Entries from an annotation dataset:
───

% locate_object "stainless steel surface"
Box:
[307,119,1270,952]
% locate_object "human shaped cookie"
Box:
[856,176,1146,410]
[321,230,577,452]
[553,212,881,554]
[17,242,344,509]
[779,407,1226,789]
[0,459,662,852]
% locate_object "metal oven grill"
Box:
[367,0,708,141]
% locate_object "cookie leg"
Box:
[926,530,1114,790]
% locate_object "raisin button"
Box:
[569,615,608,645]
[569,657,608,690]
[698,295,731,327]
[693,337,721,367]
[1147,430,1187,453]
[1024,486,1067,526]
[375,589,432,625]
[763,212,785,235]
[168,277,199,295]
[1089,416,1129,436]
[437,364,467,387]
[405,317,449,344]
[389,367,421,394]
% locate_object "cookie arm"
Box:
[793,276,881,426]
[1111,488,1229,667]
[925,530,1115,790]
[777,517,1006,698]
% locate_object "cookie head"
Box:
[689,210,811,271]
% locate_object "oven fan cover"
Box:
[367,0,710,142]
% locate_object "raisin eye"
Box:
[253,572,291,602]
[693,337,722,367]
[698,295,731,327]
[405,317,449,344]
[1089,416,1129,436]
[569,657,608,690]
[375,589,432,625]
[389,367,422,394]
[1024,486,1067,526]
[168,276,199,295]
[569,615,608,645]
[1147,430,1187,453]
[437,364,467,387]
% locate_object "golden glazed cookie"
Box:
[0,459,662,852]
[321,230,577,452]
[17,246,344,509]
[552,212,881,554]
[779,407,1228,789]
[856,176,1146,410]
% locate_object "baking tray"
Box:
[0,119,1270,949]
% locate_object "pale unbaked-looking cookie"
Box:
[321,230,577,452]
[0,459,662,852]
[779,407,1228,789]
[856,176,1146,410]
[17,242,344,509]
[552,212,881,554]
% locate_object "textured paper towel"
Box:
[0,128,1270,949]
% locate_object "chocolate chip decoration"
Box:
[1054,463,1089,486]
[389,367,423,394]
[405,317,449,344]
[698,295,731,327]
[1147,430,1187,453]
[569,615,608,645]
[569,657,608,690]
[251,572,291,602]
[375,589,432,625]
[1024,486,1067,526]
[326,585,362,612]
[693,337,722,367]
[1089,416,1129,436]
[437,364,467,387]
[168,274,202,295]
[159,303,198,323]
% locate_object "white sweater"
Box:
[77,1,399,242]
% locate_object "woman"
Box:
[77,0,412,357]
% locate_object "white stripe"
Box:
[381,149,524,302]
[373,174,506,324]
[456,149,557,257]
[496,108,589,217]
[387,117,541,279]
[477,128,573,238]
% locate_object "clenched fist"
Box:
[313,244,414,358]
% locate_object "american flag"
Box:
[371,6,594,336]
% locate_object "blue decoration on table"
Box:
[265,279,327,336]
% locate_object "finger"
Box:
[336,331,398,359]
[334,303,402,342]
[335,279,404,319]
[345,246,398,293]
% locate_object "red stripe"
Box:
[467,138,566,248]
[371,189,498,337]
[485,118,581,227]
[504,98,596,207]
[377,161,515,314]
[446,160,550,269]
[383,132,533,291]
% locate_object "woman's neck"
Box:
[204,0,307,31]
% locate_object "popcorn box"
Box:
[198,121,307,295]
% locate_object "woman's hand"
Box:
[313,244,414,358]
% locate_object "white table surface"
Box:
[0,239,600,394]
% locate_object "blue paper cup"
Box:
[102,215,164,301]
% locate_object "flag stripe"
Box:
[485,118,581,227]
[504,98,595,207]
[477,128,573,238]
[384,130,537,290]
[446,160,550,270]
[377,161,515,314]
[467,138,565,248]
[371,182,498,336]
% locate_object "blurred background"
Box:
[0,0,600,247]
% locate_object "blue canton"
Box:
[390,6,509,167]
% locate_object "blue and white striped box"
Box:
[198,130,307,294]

───

SET EXERCISE
Please write out all the rows above again, swapping "raisin" for "currant" everywhere it occurs and keeping everything else the same.

RESPONSE
% locate_object "stainless steel surface"
Box:
[307,119,1270,952]
% locate_object "human shaped cookie"
Box:
[856,176,1146,410]
[321,230,577,452]
[553,212,881,554]
[17,242,344,509]
[779,407,1226,789]
[0,459,662,852]
% locate_object "metal oven grill"
Box:
[367,0,708,141]
% locate_object "cookie leg"
Box:
[926,530,1114,790]
% locate_object "currant button"
Box:
[569,615,608,645]
[569,657,608,690]
[698,295,731,327]
[693,337,721,367]
[1147,430,1187,453]
[1024,486,1067,526]
[375,589,432,625]
[763,212,785,235]
[168,277,199,295]
[1089,416,1129,436]
[437,364,467,387]
[405,317,449,344]
[389,367,421,394]
% locate_object "cookie arm"
Box:
[793,276,881,426]
[1111,488,1229,667]
[925,530,1115,790]
[777,517,1006,698]
% locate_object "cookie head"
Box:
[689,210,811,271]
% locate_object "oven fan cover"
Box:
[367,0,710,142]
% locate_object "currant eye"
Box:
[253,572,291,602]
[693,337,722,367]
[698,295,731,327]
[405,317,449,344]
[1089,416,1129,436]
[569,657,608,690]
[375,589,432,625]
[389,367,422,394]
[1024,486,1067,526]
[168,276,199,295]
[569,615,608,645]
[1147,430,1187,453]
[437,364,467,387]
% locate_object "golden glazed cookie"
Box:
[0,459,662,852]
[321,230,577,452]
[17,246,344,509]
[552,212,881,554]
[779,407,1228,789]
[856,176,1146,410]
% locate_object "baking tray"
Box:
[0,119,1270,949]
% locate_object "pale unbaked-looking cookie"
Box:
[321,230,577,452]
[0,459,662,852]
[779,407,1228,789]
[856,176,1146,410]
[17,242,344,509]
[552,212,881,554]
% locate_object "textured paper towel"
Box:
[0,128,1270,949]
% locate_object "chocolate chip decoration"
Box:
[1054,463,1089,486]
[389,367,423,394]
[405,317,449,344]
[698,295,731,327]
[1147,430,1187,453]
[569,615,608,645]
[569,657,608,690]
[251,572,291,602]
[375,589,432,625]
[1024,486,1067,526]
[326,585,362,612]
[693,337,722,367]
[1089,416,1129,436]
[437,364,467,387]
[168,274,202,295]
[159,303,198,323]
% locate_object "white sweater"
Box:
[77,1,399,242]
% locate_object "woman"
Box:
[77,0,412,357]
% locate_object "white stripe"
Box:
[381,149,524,302]
[373,174,506,324]
[456,149,557,257]
[496,108,589,217]
[387,117,541,279]
[477,128,573,238]
% locate_object "clenched fist"
Box:
[313,244,414,358]
% locate_object "american flag"
Box:
[371,6,594,336]
% locate_object "blue decoration on table"
Box:
[265,279,327,336]
% locate_object "finger"
Box:
[336,331,398,359]
[334,303,402,342]
[335,279,404,319]
[345,246,398,293]
% locate_object "red stripe"
Box:
[467,138,566,248]
[371,189,498,337]
[485,118,581,227]
[504,98,596,207]
[377,161,515,314]
[446,160,550,269]
[383,132,533,291]
% locate_object "woman's neck"
Box:
[204,0,307,31]
% locate_object "popcorn box"
Box:
[198,121,307,295]
% locate_object "woman's hand"
Box:
[313,244,414,358]
% locate_object "white table surface"
Box:
[0,239,600,394]
% locate_object "blue paper cup"
Box:
[102,215,164,301]
% locate_object "flag stripe"
Box:
[485,118,581,227]
[504,98,595,207]
[477,128,573,238]
[384,130,537,290]
[446,160,550,270]
[377,161,515,314]
[467,138,565,248]
[371,182,498,336]
% locate_object "blurred background"
Box:
[0,0,600,247]
% locate_object "blue canton"
Box:
[390,6,509,167]
% locate_object "blue and white striped box"
Box:
[198,130,307,294]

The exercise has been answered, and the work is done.